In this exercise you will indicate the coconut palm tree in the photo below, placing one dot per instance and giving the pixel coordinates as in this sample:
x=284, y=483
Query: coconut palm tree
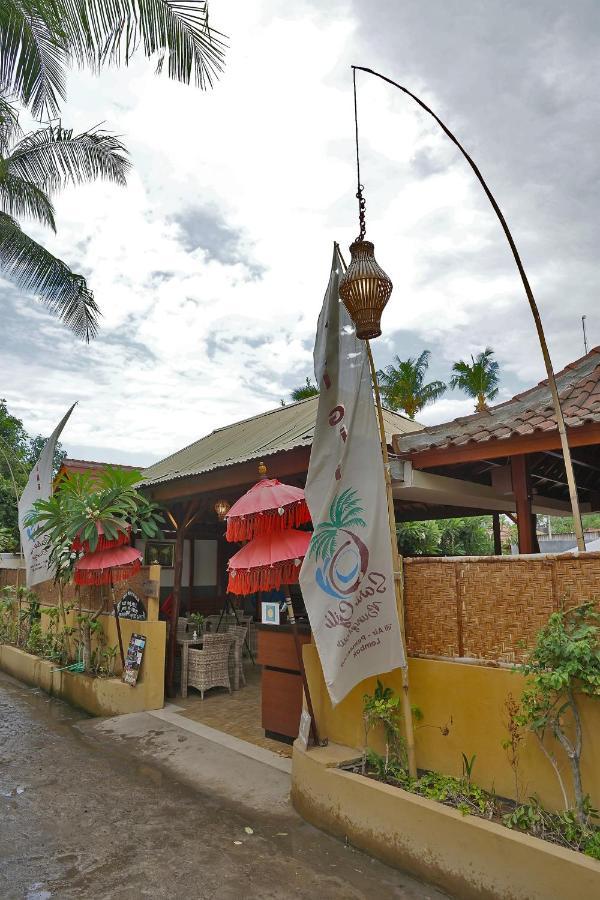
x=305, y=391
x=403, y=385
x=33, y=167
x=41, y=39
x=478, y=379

•••

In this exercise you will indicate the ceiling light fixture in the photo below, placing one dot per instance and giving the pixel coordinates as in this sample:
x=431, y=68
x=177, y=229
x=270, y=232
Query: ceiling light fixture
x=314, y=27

•••

PROBLEM DETAILS:
State, as a bare number, how many lines of the material contain "will".

EXPECTED ANSWER:
2